> Written request: Can all of these lines be returned exactly?

> Records:

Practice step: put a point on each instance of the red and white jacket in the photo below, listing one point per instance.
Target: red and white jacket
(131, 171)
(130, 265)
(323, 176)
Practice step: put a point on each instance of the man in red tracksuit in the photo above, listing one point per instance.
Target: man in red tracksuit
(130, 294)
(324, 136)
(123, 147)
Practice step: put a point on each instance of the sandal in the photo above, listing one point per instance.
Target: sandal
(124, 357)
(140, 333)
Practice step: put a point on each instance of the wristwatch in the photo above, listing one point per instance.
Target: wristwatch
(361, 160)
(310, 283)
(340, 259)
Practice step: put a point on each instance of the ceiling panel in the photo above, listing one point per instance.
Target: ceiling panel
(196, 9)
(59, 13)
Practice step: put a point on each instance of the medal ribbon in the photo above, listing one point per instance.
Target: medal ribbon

> Final answer:
Practice step: put a point on each instance of the red and white jacket in the photo below, listing one point per instance.
Target: red and white jacket
(131, 171)
(130, 265)
(323, 176)
Practice step: put a point on each instance of the man in red tracksuit in the photo above, listing one point per instance.
Target: man in red tracksuit
(130, 294)
(324, 136)
(123, 147)
Practice step: put a point on each instance of the sandal in the photo above, listing one point per instance.
Target: sandal
(124, 357)
(140, 333)
Practice step: put a point on each instance of the wristwatch in the photo above, listing one point per instance.
Target: wristwatch
(361, 160)
(310, 283)
(340, 259)
Practice step: put a point on each instance of the ceiling panel in the photo above, listing one point per instance.
Target: ceiling panel
(196, 9)
(59, 13)
Practice step: put a point on each instance of the medal ribbon in the photo above, listing one point per instance.
Target: medal ribbon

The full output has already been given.